(Document extract):
....

In Search of Ann Rutledge: Lincoln’s lost love

On March 1 I visited Springfield Illinois while working on an ongoing book project. My wife Rhonda wanted me out of the house for a couple of days for heavy spring cleaning. So I took advantage of an opportunity to visit some of the places I had long wished to visit but never seemed to get to. I visited a few of the markers on Lincoln’s 400-mile 8th judicial court circuit that he regularly traveled as a young lawyer during the 1840s and 1850s. I visited the courthouse in Taylorsville, where Lincoln’s court proceedings were often interrupted by the sounds of squealing pigs rooting under the courthouse floor — once so loudly that Lincoln asked the judge for a “writ of quietus” to calm the commotion. As you might imagine, Illinois is full of interesting Lincoln sites off the beaten path.
The place that I longed to see most was the final resting place of Abraham Lincoln’s first love, Ann Mayes Rutledge. She was born on January 7, 1813, near Henderson, Kentucky, the third of ten children born to Mary Ann Miller Rutledge and James Rutledge. In 1829, her father moved to Illinois and became one of the founders of New Salem, a community located 21 miles northwest of Springfield.
James Rutledge built a dam, sawmill, and gristmill in New Salem and is credited with laying out the town and selling the first lots of land there. In time, he converted his home into a tavern and inn where Ann worked — eventually, she took over the family business. Allegedly, Ann was the first (some say the only) girl to attend New Salem School. She was described as physically beautiful, 5 feet, 3 inches tall, 120 pounds with auburn hair, blue eyes, and a fair complexion. Her attitude was always positive, described as sweet and angelic, beloved by all who knew her. Her schoolteacher, Mentor Graham, described her as beautiful, amiable, kind, and an exceptionally good scholar. In 1832, young Abraham Lincoln boarded at the Rutledge inn, where he got to know her.
While historians may disagree on the depth of her relationship with the rail splitter, there is no doubt that Ann Rutledge knew Abraham Lincoln. Ann died before the invention of photography, so no photos of her exist and no contemporary drawings of her have ever been found. Little in the way of verifiable data survives about Ann. Most of the details of her life were collected by Lincoln’s law partner of 17 years, former Springfield Mayor William Herndon. Billy was among the first to research those early years of Lincoln. While researching his book on Lincoln, Herndon retraced Lincoln’s tracks through central Illinois and southern Indiana. Billy Herndon did not care for Mary Lincoln and the feeling was mutual. So it comes as no surprise that Herndon was the first to push the relationship between Abraham and Ann.
Herndon’s details about Ann’s life came from people that knew Ann in New Salem, witnesses that historians have called “Herndon’s informants.” Rutledge neighbor James Short described Ann as “a good looking, smart, lively girl, a good housekeeper, with a moderate education.” Likewise, Harvey Lee Ross, a boarder at the Rutledge family tavern in New Salem described Ann as “very handsome and attractive, as well as industrious and sweet-spirited. I seldom saw her when she was not engaged in some occupation – knitting, sewing, waiting on tables, etc…I think she did the sewing for the entire family. Lincoln was boarding at the tavern and fell deeply in love with Ann, and she was no less in love with him. They were engaged to be married, but they had been putting off the wedding for a while, as he wanted to accumulate a little more property and she wanted to go longer to school.” When interviewed by Herndon, Ann’s family testified that Lincoln was certainly smitten with Ann.

....

[Saved entries]
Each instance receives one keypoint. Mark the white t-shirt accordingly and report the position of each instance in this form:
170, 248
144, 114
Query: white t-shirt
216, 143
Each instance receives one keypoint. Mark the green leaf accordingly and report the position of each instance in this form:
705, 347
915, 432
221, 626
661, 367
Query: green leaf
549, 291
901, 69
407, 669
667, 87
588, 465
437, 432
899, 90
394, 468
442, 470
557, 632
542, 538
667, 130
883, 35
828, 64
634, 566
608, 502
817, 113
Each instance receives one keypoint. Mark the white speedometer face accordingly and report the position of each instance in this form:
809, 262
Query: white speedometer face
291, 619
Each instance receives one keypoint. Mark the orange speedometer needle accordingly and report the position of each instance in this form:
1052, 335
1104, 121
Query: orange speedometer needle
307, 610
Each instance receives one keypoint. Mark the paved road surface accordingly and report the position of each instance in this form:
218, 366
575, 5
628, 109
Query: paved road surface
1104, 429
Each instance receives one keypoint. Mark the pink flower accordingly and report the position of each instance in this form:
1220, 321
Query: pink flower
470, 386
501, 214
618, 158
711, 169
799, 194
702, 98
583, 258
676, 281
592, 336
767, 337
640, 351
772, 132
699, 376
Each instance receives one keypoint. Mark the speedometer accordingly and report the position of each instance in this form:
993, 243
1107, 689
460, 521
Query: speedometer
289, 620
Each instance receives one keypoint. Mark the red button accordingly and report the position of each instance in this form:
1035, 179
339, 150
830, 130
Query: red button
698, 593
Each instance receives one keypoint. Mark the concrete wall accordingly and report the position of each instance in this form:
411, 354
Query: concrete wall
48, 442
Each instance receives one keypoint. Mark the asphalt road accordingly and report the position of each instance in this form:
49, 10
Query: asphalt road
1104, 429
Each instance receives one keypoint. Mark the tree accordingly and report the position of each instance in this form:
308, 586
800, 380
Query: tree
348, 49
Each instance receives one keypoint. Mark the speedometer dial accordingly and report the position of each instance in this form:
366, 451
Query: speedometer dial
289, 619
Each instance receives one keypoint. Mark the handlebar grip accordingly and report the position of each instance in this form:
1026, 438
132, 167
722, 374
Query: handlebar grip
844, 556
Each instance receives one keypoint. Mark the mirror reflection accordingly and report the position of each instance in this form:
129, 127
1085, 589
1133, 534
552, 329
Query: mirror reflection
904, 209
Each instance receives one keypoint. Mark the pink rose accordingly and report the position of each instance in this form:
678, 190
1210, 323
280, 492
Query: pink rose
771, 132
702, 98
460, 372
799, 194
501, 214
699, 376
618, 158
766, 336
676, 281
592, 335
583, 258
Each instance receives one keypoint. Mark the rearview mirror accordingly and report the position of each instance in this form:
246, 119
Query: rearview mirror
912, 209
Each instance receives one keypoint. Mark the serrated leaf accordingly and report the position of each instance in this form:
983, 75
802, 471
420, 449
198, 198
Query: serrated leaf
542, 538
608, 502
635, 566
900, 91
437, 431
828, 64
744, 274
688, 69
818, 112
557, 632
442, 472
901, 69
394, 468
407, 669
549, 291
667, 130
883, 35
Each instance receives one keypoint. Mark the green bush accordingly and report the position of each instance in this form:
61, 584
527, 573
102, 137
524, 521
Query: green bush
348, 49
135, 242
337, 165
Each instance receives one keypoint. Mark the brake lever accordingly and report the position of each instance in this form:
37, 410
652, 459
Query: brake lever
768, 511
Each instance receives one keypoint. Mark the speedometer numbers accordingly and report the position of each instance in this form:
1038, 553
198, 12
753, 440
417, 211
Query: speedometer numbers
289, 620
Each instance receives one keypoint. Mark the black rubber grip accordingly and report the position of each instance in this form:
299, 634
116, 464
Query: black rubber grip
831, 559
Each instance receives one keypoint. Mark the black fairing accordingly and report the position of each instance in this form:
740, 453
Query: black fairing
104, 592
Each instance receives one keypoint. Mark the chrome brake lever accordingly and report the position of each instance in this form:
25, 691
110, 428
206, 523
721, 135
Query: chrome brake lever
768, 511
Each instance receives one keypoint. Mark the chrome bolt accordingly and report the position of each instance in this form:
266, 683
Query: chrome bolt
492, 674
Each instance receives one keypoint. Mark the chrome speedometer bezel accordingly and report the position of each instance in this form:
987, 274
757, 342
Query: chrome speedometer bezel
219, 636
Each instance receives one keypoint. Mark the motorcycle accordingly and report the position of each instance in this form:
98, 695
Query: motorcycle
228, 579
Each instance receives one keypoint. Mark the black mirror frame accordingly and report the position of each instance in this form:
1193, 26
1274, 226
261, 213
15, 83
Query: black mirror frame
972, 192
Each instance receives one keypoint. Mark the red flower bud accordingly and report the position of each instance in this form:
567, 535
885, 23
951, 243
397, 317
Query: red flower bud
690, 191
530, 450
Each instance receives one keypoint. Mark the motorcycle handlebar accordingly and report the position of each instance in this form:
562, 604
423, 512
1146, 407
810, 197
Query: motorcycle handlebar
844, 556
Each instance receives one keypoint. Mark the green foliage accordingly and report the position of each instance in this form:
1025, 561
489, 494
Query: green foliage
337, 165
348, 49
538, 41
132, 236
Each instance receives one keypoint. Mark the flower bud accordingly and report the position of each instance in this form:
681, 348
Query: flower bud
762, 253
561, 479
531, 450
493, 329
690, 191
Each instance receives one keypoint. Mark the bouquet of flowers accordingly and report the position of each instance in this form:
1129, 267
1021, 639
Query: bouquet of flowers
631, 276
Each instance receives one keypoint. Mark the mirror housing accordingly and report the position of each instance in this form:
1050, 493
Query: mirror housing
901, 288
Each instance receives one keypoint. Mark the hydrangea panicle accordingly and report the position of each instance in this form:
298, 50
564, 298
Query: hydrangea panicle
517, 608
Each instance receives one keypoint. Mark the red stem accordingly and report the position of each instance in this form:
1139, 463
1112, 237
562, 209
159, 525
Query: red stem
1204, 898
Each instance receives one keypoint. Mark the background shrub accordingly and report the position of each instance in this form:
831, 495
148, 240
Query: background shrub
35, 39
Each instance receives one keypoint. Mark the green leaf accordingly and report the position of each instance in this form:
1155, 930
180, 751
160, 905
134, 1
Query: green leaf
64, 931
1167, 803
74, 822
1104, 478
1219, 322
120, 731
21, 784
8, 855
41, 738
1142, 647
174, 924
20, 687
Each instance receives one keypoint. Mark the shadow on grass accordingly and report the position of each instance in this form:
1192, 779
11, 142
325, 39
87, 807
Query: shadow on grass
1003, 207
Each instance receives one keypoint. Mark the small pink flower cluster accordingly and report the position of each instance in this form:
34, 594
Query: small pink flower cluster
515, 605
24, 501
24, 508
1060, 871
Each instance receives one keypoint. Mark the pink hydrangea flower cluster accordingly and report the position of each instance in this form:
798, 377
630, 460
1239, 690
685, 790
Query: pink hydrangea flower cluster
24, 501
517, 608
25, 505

....

(Work instructions):
1. Answer these questions using the article on Ann Rutledge.
(a) On what date and near what town was Ann Rutledge born?
(b) How far from Springfield, and in what direction, is New Salem located?
(c) For how many years was William Herndon Lincoln's law partner?
2. Reproduce the passage of the article on Ann Rutledge between "In Search of" and "the beaten path.", inclusive.

(Solutions to each task):
1.
(a) January 7, 1813, near Henderson, Kentucky.
(b) 21 miles northwest of Springfield.
(c) 17 years.

2.
In Search of Ann Rutledge: Lincoln’s lost love

On March 1 I visited Springfield Illinois while working on an ongoing book project. My wife Rhonda wanted me out of the house for a couple of days for heavy spring cleaning. So I took advantage of an opportunity to visit some of the places I had long wished to visit but never seemed to get to. I visited a few of the markers on Lincoln’s 400-mile 8th judicial court circuit that he regularly traveled as a young lawyer during the 1840s and 1850s. I visited the courthouse in Taylorsville, where Lincoln’s court proceedings were often interrupted by the sounds of squealing pigs rooting under the courthouse floor — once so loudly that Lincoln asked the judge for a “writ of quietus” to calm the commotion. As you might imagine, Illinois is full of interesting Lincoln sites off the beaten path.